begin Provided information

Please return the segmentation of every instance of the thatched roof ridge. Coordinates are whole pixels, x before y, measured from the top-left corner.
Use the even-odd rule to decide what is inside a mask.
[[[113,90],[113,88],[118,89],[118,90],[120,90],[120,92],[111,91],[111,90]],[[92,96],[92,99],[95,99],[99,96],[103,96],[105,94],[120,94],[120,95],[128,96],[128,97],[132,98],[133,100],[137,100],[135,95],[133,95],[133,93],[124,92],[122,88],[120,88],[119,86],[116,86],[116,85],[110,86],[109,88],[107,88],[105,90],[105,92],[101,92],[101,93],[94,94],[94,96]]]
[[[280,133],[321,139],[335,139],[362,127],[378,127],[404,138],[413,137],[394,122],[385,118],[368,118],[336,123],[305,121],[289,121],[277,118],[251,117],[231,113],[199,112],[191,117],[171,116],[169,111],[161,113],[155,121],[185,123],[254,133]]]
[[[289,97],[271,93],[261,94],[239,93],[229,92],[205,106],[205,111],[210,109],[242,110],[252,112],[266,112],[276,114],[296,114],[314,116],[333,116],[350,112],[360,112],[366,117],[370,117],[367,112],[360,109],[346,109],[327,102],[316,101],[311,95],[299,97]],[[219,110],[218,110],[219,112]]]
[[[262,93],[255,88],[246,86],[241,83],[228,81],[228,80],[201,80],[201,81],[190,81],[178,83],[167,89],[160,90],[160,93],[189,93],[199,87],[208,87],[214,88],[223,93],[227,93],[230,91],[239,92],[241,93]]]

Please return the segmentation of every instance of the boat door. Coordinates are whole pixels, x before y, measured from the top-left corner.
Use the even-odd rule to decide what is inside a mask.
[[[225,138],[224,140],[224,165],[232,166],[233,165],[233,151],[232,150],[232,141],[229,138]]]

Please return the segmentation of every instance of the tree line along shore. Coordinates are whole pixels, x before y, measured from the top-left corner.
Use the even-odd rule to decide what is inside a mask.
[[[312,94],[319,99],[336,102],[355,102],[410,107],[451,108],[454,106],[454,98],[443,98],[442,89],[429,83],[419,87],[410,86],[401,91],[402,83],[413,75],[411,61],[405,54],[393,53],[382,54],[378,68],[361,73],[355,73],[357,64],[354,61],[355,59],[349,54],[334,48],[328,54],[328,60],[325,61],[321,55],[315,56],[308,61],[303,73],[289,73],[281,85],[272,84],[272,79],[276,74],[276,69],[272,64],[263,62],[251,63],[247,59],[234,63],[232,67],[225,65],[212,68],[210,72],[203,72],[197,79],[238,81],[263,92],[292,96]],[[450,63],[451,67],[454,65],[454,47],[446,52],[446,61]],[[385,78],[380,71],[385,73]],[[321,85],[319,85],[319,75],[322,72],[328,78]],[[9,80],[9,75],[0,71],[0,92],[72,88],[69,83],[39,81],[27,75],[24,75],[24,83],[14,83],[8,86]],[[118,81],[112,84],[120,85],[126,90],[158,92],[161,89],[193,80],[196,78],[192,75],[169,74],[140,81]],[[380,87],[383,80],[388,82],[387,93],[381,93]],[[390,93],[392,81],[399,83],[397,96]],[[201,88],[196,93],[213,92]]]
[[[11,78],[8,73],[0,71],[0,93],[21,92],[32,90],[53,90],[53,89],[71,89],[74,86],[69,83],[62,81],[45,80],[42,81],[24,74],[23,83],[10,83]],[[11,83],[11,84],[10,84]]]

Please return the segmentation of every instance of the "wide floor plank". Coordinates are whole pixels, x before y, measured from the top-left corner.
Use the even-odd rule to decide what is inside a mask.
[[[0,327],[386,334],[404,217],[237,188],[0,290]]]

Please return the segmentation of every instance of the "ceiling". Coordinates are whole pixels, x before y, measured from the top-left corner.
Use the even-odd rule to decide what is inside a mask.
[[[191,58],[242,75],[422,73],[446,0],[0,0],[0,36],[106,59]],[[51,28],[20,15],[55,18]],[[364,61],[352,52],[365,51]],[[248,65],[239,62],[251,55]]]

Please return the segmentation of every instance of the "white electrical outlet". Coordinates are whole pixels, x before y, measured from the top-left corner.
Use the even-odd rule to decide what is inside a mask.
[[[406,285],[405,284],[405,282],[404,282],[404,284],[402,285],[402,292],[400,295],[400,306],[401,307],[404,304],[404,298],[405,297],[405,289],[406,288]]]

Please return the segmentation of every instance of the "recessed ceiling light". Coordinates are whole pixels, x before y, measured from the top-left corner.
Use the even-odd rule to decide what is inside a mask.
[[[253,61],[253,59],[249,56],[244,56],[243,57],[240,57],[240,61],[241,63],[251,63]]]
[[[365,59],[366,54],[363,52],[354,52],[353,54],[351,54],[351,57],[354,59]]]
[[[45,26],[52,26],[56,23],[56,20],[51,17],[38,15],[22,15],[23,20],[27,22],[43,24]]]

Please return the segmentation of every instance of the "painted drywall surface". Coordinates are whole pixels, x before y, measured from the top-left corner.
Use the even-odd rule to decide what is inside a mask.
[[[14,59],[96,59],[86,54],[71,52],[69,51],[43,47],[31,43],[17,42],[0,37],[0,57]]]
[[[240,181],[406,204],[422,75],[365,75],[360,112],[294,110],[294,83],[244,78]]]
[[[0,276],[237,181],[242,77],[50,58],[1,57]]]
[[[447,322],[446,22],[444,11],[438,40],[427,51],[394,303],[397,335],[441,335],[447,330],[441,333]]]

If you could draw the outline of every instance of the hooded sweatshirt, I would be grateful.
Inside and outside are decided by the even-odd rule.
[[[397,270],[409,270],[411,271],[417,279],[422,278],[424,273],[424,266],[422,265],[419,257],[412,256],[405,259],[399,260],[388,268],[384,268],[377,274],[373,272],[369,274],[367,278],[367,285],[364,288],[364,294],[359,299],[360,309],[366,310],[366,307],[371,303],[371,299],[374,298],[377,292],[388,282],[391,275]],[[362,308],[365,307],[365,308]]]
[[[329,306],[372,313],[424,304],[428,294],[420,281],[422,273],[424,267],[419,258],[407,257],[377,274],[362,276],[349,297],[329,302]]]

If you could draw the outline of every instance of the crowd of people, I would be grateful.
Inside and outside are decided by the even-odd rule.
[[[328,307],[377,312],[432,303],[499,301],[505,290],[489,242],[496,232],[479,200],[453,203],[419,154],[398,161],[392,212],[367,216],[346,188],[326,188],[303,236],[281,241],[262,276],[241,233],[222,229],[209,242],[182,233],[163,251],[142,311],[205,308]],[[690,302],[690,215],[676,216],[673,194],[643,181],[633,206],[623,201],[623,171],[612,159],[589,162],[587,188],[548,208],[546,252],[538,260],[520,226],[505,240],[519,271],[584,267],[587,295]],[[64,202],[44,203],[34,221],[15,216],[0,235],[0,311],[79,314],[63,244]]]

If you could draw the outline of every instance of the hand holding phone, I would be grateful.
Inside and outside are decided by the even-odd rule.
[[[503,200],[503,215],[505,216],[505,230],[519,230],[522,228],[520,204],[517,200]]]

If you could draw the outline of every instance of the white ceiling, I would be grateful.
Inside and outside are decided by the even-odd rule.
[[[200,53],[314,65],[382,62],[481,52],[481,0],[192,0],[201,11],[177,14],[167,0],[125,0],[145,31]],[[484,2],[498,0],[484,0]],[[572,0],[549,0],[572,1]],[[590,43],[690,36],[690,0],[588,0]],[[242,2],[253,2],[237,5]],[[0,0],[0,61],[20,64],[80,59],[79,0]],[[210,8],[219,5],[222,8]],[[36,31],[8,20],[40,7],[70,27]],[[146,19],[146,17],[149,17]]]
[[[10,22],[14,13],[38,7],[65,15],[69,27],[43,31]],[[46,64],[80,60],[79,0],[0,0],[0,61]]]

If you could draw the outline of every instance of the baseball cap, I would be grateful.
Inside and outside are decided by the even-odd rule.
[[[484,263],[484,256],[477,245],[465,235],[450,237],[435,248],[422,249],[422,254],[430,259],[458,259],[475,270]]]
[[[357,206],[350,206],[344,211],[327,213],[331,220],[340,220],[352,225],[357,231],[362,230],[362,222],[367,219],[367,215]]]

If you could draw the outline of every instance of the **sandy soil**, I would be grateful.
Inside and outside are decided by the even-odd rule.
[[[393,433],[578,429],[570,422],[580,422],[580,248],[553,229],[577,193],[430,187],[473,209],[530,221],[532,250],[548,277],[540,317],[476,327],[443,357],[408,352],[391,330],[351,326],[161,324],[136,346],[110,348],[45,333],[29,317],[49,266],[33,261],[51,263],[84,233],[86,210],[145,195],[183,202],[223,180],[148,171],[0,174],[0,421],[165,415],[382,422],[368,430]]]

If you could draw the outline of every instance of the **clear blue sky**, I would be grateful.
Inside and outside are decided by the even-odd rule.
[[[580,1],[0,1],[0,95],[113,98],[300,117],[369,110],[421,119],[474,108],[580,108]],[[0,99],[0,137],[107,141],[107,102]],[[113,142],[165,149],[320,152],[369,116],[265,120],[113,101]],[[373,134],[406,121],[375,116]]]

end Provided information

▶ _Problem statement_:
Reproduce exactly the lines from the one containing "soil**, I would be grateful." through the last line of the records above, including both, and nothing else.

▶ _Result_:
If you could draw the outline of every instance of the **sandy soil**, I would be grateful.
Inside and outside are decided by the even-odd rule.
[[[393,433],[578,429],[570,422],[580,422],[580,248],[553,229],[577,193],[430,187],[473,209],[530,221],[532,250],[548,277],[540,317],[476,327],[443,357],[408,352],[391,330],[351,326],[161,324],[136,346],[110,348],[45,333],[29,317],[49,266],[33,261],[51,263],[84,233],[86,210],[145,195],[183,202],[223,180],[148,171],[0,174],[0,421],[165,415],[382,422],[368,430]]]

If you could draw the outline of every instance of the **clear blue sky**, I would be grateful.
Inside and outside are decided by the even-odd rule.
[[[580,1],[0,1],[0,95],[113,98],[300,117],[369,110],[421,119],[474,108],[580,108]],[[0,99],[0,137],[107,141],[107,102]],[[113,142],[165,149],[320,152],[369,116],[265,120],[113,101]],[[373,134],[406,121],[375,116]]]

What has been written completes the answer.